Exercise goal =>
Count how many lines of the items below contain the string "covered", matching case exactly, and give only that number.

(Extracts from a box-labeled dataset)
==================================================
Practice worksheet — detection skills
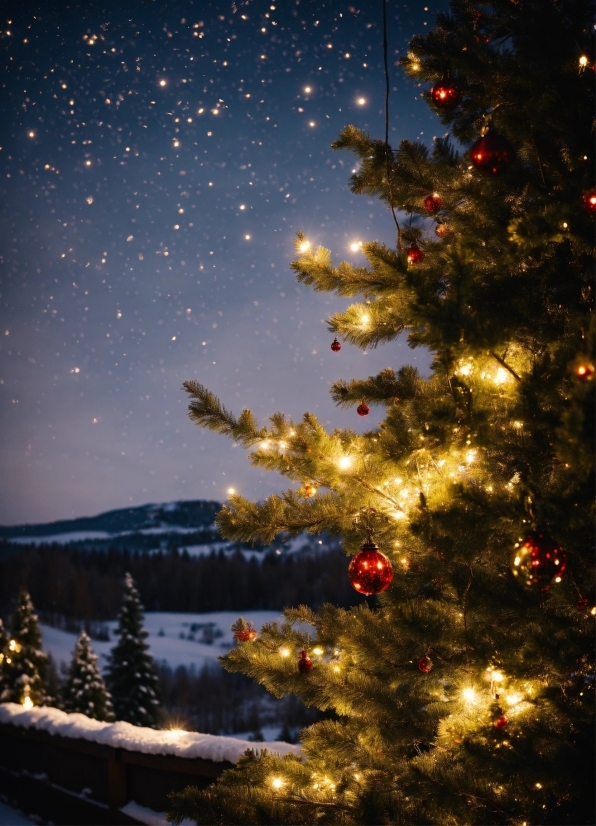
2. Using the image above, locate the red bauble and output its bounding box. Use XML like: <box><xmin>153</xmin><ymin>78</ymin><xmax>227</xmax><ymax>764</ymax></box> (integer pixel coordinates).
<box><xmin>348</xmin><ymin>542</ymin><xmax>393</xmax><ymax>597</ymax></box>
<box><xmin>430</xmin><ymin>80</ymin><xmax>461</xmax><ymax>111</ymax></box>
<box><xmin>470</xmin><ymin>129</ymin><xmax>515</xmax><ymax>175</ymax></box>
<box><xmin>408</xmin><ymin>243</ymin><xmax>424</xmax><ymax>264</ymax></box>
<box><xmin>234</xmin><ymin>628</ymin><xmax>258</xmax><ymax>642</ymax></box>
<box><xmin>582</xmin><ymin>189</ymin><xmax>596</xmax><ymax>215</ymax></box>
<box><xmin>424</xmin><ymin>192</ymin><xmax>443</xmax><ymax>212</ymax></box>
<box><xmin>511</xmin><ymin>531</ymin><xmax>567</xmax><ymax>591</ymax></box>
<box><xmin>574</xmin><ymin>361</ymin><xmax>594</xmax><ymax>381</ymax></box>
<box><xmin>298</xmin><ymin>651</ymin><xmax>312</xmax><ymax>674</ymax></box>
<box><xmin>418</xmin><ymin>657</ymin><xmax>433</xmax><ymax>674</ymax></box>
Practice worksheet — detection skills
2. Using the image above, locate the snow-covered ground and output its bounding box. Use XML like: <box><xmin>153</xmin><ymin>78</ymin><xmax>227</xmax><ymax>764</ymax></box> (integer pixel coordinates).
<box><xmin>41</xmin><ymin>611</ymin><xmax>292</xmax><ymax>670</ymax></box>
<box><xmin>0</xmin><ymin>800</ymin><xmax>34</xmax><ymax>826</ymax></box>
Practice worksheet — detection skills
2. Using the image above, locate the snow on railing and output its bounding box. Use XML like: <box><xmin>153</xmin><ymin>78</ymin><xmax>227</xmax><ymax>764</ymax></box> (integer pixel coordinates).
<box><xmin>0</xmin><ymin>703</ymin><xmax>301</xmax><ymax>763</ymax></box>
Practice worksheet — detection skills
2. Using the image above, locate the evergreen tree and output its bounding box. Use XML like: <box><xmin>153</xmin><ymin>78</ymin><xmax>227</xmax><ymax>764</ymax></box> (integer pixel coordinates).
<box><xmin>0</xmin><ymin>591</ymin><xmax>48</xmax><ymax>706</ymax></box>
<box><xmin>171</xmin><ymin>0</ymin><xmax>596</xmax><ymax>826</ymax></box>
<box><xmin>106</xmin><ymin>574</ymin><xmax>159</xmax><ymax>728</ymax></box>
<box><xmin>62</xmin><ymin>631</ymin><xmax>114</xmax><ymax>721</ymax></box>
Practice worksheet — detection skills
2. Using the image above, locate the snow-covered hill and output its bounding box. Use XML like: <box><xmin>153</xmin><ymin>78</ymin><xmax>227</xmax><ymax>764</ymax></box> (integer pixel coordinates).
<box><xmin>41</xmin><ymin>611</ymin><xmax>283</xmax><ymax>671</ymax></box>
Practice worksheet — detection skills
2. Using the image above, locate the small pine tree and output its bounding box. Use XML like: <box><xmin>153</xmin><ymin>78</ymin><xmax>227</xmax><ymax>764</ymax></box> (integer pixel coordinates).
<box><xmin>0</xmin><ymin>591</ymin><xmax>48</xmax><ymax>706</ymax></box>
<box><xmin>62</xmin><ymin>631</ymin><xmax>114</xmax><ymax>721</ymax></box>
<box><xmin>106</xmin><ymin>574</ymin><xmax>159</xmax><ymax>728</ymax></box>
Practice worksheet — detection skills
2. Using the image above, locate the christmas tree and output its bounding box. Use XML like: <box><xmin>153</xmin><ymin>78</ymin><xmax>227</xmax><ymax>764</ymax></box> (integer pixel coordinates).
==================================================
Exercise answer =>
2